#### [Exercise brief]
Give the number of lines in the entries below that contain "white". Write nothing besides it.

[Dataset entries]
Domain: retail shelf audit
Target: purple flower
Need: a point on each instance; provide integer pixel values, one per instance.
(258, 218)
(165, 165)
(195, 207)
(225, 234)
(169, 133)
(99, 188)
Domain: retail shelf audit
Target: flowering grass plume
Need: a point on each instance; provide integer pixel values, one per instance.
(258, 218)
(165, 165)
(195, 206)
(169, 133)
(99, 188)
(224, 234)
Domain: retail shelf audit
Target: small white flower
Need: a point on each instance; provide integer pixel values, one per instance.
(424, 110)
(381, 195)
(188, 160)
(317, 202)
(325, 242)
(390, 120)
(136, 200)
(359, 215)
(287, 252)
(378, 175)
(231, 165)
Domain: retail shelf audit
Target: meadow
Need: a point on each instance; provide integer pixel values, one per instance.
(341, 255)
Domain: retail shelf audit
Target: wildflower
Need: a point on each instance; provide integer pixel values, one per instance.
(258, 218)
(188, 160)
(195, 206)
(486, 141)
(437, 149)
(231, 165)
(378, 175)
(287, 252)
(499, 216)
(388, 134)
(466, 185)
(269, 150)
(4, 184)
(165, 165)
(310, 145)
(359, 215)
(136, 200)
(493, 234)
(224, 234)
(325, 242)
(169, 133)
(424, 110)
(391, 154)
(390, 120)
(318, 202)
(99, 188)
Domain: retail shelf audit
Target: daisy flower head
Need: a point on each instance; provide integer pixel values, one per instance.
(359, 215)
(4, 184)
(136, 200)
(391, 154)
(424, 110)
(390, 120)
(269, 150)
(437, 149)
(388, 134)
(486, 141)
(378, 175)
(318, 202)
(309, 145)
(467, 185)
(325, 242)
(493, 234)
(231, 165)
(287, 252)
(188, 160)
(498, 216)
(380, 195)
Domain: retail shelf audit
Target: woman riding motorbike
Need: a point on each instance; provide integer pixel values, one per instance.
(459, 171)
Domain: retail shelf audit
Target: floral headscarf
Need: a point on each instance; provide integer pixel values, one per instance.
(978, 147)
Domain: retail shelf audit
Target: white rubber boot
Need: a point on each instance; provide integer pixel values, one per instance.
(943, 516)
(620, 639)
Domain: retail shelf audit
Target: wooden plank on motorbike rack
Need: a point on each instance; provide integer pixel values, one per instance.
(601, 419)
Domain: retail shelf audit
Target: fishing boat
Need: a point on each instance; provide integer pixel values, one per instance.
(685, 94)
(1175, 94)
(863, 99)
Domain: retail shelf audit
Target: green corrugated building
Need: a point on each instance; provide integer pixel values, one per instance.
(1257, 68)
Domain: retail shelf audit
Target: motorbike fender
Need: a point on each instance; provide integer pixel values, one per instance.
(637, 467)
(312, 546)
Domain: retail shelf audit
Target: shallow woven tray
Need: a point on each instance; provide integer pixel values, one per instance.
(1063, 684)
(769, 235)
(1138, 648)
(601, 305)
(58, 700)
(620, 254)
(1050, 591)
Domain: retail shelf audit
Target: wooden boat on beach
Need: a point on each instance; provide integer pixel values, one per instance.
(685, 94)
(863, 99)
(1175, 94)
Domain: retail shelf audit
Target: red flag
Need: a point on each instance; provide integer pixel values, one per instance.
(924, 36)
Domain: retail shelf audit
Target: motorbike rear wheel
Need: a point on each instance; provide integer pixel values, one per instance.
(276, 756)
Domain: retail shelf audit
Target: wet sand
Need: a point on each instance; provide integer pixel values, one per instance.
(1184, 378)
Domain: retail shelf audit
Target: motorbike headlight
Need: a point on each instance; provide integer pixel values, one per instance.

#### [Result of the exercise]
2